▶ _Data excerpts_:
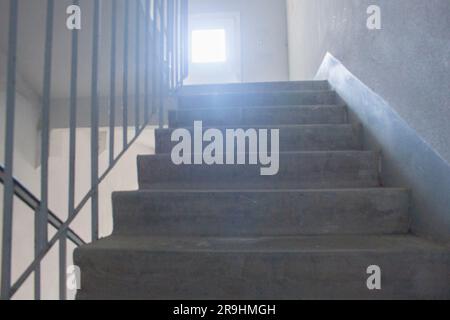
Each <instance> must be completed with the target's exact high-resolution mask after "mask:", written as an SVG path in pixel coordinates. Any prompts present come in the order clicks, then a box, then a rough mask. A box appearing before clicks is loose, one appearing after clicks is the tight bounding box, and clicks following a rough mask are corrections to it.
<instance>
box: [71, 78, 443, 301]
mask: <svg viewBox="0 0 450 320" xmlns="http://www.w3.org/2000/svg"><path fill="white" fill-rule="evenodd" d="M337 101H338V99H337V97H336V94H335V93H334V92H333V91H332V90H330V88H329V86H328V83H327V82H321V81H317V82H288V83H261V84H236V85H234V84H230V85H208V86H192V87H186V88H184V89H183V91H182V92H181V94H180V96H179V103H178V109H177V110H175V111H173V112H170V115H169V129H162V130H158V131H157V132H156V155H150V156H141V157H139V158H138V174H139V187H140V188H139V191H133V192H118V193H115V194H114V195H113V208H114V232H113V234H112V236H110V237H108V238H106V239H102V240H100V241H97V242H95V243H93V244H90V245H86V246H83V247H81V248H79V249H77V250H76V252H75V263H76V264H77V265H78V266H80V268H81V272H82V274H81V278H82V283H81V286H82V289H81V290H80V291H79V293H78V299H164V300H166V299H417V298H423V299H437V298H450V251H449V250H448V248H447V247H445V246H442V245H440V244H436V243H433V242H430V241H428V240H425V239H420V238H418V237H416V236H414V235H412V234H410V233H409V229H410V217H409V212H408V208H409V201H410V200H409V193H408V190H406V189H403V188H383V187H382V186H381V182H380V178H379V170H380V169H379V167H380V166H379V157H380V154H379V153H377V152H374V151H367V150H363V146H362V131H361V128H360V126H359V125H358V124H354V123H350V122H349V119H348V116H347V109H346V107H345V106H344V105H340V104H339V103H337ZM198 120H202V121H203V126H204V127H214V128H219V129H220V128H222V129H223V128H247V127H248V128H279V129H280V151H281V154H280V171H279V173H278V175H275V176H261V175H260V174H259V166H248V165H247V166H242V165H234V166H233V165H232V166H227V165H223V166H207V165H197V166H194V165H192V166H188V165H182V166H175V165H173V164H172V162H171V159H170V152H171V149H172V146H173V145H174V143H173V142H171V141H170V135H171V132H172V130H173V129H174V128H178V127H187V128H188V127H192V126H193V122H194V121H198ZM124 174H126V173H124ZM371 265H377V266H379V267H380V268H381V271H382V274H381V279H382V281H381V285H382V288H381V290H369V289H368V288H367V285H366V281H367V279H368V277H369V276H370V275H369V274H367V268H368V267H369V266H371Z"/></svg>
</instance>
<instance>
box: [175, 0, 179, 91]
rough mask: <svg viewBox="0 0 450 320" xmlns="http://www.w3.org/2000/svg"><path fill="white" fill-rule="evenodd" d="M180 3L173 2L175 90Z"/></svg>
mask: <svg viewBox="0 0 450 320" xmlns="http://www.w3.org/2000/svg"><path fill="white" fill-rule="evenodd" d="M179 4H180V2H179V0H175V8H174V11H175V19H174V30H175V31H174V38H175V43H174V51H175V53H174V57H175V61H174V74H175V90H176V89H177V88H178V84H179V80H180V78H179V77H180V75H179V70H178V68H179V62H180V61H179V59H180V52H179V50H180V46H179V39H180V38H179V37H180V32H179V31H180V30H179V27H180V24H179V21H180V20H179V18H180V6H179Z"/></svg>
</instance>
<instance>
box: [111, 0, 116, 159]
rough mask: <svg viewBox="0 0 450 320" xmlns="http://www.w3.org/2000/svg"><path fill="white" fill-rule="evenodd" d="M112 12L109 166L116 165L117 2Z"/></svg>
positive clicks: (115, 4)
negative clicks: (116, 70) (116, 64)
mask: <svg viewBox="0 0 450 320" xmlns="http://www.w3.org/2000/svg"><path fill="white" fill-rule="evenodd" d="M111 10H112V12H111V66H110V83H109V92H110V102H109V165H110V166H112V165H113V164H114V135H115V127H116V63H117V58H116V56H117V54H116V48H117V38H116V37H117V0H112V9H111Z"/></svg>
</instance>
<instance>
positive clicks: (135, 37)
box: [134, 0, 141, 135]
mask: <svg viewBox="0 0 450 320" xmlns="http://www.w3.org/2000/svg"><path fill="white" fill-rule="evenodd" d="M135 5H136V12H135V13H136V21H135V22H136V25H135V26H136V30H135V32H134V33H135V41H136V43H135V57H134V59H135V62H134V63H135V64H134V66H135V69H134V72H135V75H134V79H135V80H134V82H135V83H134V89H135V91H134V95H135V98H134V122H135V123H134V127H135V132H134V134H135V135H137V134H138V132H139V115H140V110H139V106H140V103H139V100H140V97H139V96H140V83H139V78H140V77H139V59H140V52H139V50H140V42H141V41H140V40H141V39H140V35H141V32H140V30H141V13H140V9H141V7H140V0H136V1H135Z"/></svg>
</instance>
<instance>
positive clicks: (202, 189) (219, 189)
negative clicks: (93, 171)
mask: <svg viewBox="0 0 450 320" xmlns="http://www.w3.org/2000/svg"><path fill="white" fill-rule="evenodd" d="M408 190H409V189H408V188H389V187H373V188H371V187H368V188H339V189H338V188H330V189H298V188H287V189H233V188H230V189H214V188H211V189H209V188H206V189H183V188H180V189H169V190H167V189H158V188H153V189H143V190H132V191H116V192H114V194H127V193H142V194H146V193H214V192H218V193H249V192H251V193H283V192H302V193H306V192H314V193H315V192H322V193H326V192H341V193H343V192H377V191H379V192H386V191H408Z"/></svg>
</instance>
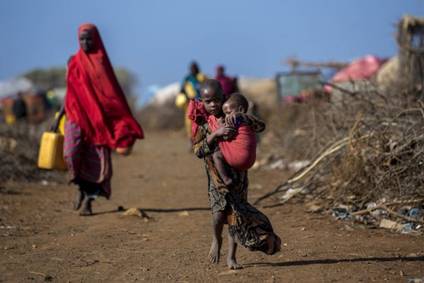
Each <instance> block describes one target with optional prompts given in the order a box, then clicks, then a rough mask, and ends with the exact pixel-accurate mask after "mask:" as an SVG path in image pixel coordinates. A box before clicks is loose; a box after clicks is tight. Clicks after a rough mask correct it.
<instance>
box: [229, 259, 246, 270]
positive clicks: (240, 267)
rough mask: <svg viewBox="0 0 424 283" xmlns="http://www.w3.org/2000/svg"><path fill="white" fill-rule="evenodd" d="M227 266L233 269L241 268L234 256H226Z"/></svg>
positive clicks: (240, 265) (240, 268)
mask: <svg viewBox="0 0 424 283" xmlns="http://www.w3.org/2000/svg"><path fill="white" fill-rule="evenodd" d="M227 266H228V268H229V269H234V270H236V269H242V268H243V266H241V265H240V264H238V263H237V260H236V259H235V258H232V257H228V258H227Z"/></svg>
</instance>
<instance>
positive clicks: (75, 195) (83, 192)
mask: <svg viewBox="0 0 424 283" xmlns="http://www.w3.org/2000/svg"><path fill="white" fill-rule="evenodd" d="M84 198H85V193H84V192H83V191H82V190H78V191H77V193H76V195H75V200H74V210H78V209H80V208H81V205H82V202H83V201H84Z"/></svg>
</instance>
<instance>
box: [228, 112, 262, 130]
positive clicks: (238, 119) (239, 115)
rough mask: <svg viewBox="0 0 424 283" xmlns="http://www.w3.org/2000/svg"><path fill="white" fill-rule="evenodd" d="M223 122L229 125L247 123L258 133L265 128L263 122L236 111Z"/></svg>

▶ _TO-DO ITEM_: Transcribe each record exactly as it appears, but omit every picture.

▶ _EXPECTED OUTPUT_:
Each <instance> must be completed with the target's exact high-resolution mask after "mask:", written as an SVG path in pixel coordinates. Any prompts present come in the order clicks, then a box, then a rough mask. A box appearing before clicks is loose, one appearing after clicks is the tight bounding box, and clicks following a rough mask are corrections to it.
<instance>
box: [71, 78, 443, 301]
mask: <svg viewBox="0 0 450 320" xmlns="http://www.w3.org/2000/svg"><path fill="white" fill-rule="evenodd" d="M337 101H338V99H337V97H336V94H335V93H334V92H333V91H332V90H330V88H329V86H328V83H327V82H321V81H317V82H288V83H261V84H236V85H234V84H230V85H208V86H192V87H186V88H184V89H183V91H182V92H181V94H180V96H179V103H178V109H177V110H175V111H173V112H170V115H169V129H162V130H158V131H157V132H156V155H150V156H141V157H139V158H138V174H139V187H140V188H139V191H133V192H118V193H115V194H114V195H113V208H114V232H113V234H112V236H110V237H108V238H106V239H102V240H100V241H97V242H95V243H93V244H90V245H86V246H83V247H81V248H79V249H77V250H76V252H75V263H76V264H77V265H78V266H80V268H81V272H82V274H81V278H82V283H81V286H82V289H81V290H80V291H79V293H78V299H164V300H166V299H417V298H423V299H437V298H450V251H449V250H448V248H447V247H445V246H442V245H440V244H436V243H433V242H430V241H428V240H425V239H420V238H418V237H416V236H414V235H412V234H410V233H409V229H410V217H409V212H408V208H409V201H410V200H409V193H408V190H406V189H403V188H383V187H382V186H381V182H380V178H379V170H380V169H379V167H380V166H379V157H380V154H379V153H377V152H374V151H367V150H363V146H362V131H361V128H360V126H359V125H358V124H354V123H350V122H349V119H348V116H347V109H346V107H345V106H344V105H340V104H339V103H337ZM198 120H202V121H203V126H204V127H214V128H219V129H220V128H222V129H223V128H247V127H248V128H279V129H280V151H281V154H280V171H279V173H278V175H275V176H261V175H260V174H259V166H248V165H247V166H242V165H234V166H233V165H232V166H227V165H223V166H207V165H197V166H194V165H192V166H188V165H182V166H175V165H173V164H172V162H171V159H170V152H171V149H172V146H173V145H174V143H173V142H171V141H170V135H171V132H172V130H173V129H174V128H178V127H187V128H188V127H192V126H193V122H194V121H198ZM124 174H126V173H124ZM371 265H377V266H379V267H380V268H381V271H382V274H381V279H382V281H381V285H382V288H381V290H369V289H368V288H367V285H366V281H367V279H368V277H369V276H370V275H369V274H367V268H368V267H369V266H371Z"/></svg>
</instance>
<instance>
box: [175, 0, 179, 91]
rough mask: <svg viewBox="0 0 450 320" xmlns="http://www.w3.org/2000/svg"><path fill="white" fill-rule="evenodd" d="M180 3L173 2L175 90Z"/></svg>
mask: <svg viewBox="0 0 450 320" xmlns="http://www.w3.org/2000/svg"><path fill="white" fill-rule="evenodd" d="M179 4H180V2H179V0H175V8H174V11H175V19H174V30H175V31H174V38H175V43H174V51H175V53H174V57H175V61H174V74H175V90H176V89H177V88H178V84H179V80H180V78H179V77H180V75H179V70H178V68H179V62H180V61H179V59H180V52H179V50H180V46H179V39H180V38H179V37H180V32H179V31H180V30H179V27H180V24H179V21H180V20H179V18H180V6H179Z"/></svg>
</instance>
<instance>
box: [111, 0, 116, 159]
rough mask: <svg viewBox="0 0 450 320" xmlns="http://www.w3.org/2000/svg"><path fill="white" fill-rule="evenodd" d="M112 12L109 166L116 165L117 2Z"/></svg>
positive clicks: (115, 4)
negative clicks: (116, 70) (116, 64)
mask: <svg viewBox="0 0 450 320" xmlns="http://www.w3.org/2000/svg"><path fill="white" fill-rule="evenodd" d="M111 10H112V12H111V66H110V83H109V92H110V102H109V165H110V166H112V165H113V164H114V135H115V127H116V63H117V58H116V56H117V54H116V48H117V38H116V37H117V0H112V9H111Z"/></svg>
</instance>
<instance>
positive clicks: (135, 37)
box: [134, 0, 141, 135]
mask: <svg viewBox="0 0 450 320" xmlns="http://www.w3.org/2000/svg"><path fill="white" fill-rule="evenodd" d="M135 5H136V12H135V13H136V21H135V22H136V25H135V26H136V30H135V32H134V33H135V41H136V43H135V57H134V59H135V62H134V63H135V64H134V66H135V69H134V72H135V75H134V79H135V80H134V82H135V83H134V89H135V91H134V95H135V98H134V122H135V123H134V127H135V132H134V134H135V135H137V134H138V132H139V115H140V110H139V106H140V103H139V100H140V97H139V96H140V83H139V78H140V77H139V59H140V52H139V50H140V42H141V41H140V40H141V39H140V35H141V32H140V30H141V13H140V9H141V7H140V0H136V1H135Z"/></svg>
</instance>
<instance>
positive clicks: (202, 189) (219, 189)
negative clicks: (93, 171)
mask: <svg viewBox="0 0 450 320" xmlns="http://www.w3.org/2000/svg"><path fill="white" fill-rule="evenodd" d="M408 190H409V189H408V188H389V187H373V188H371V187H368V188H339V189H338V188H330V189H298V188H287V189H233V188H230V189H214V188H211V189H209V188H206V189H183V188H180V189H169V190H167V189H158V188H153V189H143V190H132V191H116V192H114V194H127V193H142V194H146V193H214V192H218V193H249V192H251V193H283V192H302V193H306V192H314V193H315V192H322V193H326V192H341V193H343V192H377V191H379V192H386V191H408Z"/></svg>
</instance>
Each <instance> block describes one target with optional prompts given in the order a box, then clicks, then a rough mask, and ends with the exact pixel-accurate mask after "mask:" as an SVG path in image pixel coordinates. A box before clicks is loose; a box after clicks is tight. Clicks after a rough mask correct it.
<instance>
box: [229, 259, 246, 270]
positive clicks: (240, 267)
rough mask: <svg viewBox="0 0 424 283" xmlns="http://www.w3.org/2000/svg"><path fill="white" fill-rule="evenodd" d="M227 266L233 269L241 268L234 256H226Z"/></svg>
positive clicks: (240, 265) (240, 268)
mask: <svg viewBox="0 0 424 283" xmlns="http://www.w3.org/2000/svg"><path fill="white" fill-rule="evenodd" d="M227 266H228V268H229V269H234V270H236V269H242V268H243V266H241V265H240V264H238V263H237V260H236V259H235V258H232V257H228V258H227Z"/></svg>
</instance>
<instance>
positive clicks: (75, 195) (83, 192)
mask: <svg viewBox="0 0 424 283" xmlns="http://www.w3.org/2000/svg"><path fill="white" fill-rule="evenodd" d="M84 198H85V193H84V192H83V191H82V190H78V191H77V193H76V195H75V200H74V210H78V209H80V208H81V205H82V202H83V201H84Z"/></svg>
</instance>
<instance>
box: [228, 112, 262, 130]
positive clicks: (238, 119) (239, 115)
rough mask: <svg viewBox="0 0 424 283" xmlns="http://www.w3.org/2000/svg"><path fill="white" fill-rule="evenodd" d="M223 122L229 125L247 123L258 133L265 128L263 122L236 111Z"/></svg>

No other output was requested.